**EXERCISE PROMPT**. Give back an exact copy of the lines in the records below, from the line that has "the tan work" through the line that has "in blue bucket hat.", and nothing besides.

**PROVIDED ENTRIES**.
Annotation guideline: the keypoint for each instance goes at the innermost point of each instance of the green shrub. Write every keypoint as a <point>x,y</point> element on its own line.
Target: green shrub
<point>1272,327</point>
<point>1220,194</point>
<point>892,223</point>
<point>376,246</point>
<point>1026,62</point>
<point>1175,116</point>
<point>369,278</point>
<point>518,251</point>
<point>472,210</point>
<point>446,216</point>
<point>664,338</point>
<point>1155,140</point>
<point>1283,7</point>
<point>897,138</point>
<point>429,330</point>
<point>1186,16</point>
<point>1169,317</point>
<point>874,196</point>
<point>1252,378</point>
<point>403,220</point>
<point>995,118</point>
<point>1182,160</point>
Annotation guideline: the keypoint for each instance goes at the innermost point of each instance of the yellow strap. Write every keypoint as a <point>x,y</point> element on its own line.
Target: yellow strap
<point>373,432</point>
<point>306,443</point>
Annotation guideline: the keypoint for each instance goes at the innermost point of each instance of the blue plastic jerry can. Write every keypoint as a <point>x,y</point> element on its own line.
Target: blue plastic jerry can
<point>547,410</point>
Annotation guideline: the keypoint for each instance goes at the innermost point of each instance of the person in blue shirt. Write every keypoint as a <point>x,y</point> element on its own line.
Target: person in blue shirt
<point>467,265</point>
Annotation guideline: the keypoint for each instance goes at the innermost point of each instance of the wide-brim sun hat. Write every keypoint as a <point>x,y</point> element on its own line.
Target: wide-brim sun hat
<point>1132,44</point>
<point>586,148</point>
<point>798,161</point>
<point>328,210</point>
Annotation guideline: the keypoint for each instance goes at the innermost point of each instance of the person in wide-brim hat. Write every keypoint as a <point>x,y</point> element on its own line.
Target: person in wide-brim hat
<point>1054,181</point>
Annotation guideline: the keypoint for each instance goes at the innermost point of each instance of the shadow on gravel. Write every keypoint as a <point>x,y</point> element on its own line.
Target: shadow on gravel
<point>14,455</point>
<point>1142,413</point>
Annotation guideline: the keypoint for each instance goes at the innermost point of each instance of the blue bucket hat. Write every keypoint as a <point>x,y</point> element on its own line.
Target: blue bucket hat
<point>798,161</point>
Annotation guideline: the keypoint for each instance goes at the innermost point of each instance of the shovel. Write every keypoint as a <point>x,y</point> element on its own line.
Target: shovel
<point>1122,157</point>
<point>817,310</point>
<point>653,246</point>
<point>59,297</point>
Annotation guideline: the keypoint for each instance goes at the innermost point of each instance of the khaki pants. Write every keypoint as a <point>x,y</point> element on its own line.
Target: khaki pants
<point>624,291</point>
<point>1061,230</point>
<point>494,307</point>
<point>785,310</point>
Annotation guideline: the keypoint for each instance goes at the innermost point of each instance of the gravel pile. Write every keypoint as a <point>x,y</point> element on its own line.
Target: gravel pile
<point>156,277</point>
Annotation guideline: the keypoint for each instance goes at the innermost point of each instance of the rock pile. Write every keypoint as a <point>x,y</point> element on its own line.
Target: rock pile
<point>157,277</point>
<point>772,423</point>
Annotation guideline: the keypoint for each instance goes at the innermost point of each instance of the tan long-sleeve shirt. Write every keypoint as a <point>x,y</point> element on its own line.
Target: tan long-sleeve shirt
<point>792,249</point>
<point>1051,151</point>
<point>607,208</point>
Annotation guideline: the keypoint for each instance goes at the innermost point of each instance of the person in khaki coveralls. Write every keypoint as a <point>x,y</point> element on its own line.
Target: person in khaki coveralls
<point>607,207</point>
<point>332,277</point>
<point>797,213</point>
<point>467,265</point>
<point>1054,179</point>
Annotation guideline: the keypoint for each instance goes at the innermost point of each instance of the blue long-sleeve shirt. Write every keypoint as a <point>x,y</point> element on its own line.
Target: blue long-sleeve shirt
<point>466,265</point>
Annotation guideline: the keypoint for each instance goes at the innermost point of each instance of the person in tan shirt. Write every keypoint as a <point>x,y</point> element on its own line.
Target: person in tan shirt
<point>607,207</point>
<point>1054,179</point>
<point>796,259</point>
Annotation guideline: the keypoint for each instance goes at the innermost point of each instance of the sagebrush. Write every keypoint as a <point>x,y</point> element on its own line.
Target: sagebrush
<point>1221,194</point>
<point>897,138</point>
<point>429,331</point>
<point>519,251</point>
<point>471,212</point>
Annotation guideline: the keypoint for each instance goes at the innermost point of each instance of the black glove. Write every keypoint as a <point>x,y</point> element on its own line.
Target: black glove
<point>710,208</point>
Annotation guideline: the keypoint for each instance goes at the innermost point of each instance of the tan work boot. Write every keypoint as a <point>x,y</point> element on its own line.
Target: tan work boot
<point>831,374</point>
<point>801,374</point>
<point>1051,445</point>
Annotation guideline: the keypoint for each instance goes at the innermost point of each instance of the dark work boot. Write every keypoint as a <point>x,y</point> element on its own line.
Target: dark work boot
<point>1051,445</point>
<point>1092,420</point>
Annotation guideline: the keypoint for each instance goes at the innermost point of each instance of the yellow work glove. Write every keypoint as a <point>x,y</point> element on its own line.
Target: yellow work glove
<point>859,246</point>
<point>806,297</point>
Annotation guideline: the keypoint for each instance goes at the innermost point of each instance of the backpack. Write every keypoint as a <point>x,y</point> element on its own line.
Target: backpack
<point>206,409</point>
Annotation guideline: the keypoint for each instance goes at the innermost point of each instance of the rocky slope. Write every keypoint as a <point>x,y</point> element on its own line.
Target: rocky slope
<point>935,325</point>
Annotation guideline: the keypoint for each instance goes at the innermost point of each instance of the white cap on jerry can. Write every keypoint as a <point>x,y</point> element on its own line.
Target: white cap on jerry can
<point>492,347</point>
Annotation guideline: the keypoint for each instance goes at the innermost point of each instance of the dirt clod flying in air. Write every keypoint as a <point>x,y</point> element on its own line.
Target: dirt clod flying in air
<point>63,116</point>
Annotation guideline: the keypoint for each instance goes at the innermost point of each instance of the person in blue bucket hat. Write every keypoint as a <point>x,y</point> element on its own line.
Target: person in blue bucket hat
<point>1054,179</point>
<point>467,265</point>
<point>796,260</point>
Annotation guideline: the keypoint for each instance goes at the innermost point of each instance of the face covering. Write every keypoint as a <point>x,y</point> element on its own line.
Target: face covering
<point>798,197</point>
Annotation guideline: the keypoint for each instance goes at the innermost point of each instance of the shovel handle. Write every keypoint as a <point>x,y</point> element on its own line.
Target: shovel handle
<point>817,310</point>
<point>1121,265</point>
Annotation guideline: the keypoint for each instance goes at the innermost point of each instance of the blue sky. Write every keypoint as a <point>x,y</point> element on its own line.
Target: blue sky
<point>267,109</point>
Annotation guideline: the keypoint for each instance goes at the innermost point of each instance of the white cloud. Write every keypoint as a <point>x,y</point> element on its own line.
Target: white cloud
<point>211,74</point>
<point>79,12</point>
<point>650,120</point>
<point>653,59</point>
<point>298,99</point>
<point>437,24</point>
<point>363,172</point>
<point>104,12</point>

**SOLUTION TO THIS TASK**.
Annotation guideline: the keypoint for each instance goes at the innermost point of each instance of the tan work boot. Write every keypoint as a <point>x,y</point> element on its own line.
Target: tan work boot
<point>831,374</point>
<point>801,374</point>
<point>1051,445</point>
Annotation guideline: the keypoint for each instance goes at the innermost point of each instance of the dark work boot. Write every keypoint as a <point>x,y</point> element on its own line.
Target: dark work boot
<point>1051,445</point>
<point>1092,420</point>
Annotation guideline: the keypoint for each instance goes at the innermost point of each instance of the yellow work glove. Write every keypoint as a <point>x,y</point> element on its own line.
Target: yellow work glove
<point>859,246</point>
<point>806,297</point>
Annotation guideline: the keypoint for each instance goes at the innermost point of each instance of the backpack. Write every keypoint as a <point>x,y</point> element on its own line.
Target: backpack
<point>206,409</point>
Annotation guideline: the keypoint for each instance goes at the innermost point of each instance of the rocky slope. Write every keypoint as a <point>x,y</point> element on its own line.
Target: rocky slope
<point>935,325</point>
Annotation guideline: the keypoint for each instance goes at the innermost point of each instance of the white cap on jerry can. Write every keypoint as a <point>x,y</point> element on its own line.
Target: white cap on jerry can
<point>492,347</point>
Annotation guideline: the keypoint for each instance goes at the innermost point of each instance of the dirt clod flying in air. Write every keypoint as a <point>x,y</point> element on its own line.
Target: dirt clod flying in air
<point>63,116</point>
Annotation guideline: the keypoint for each instance goes at the innermost point of each instance of the person in blue bucket hat. Write every keypoint as a <point>x,y</point> element on its own line.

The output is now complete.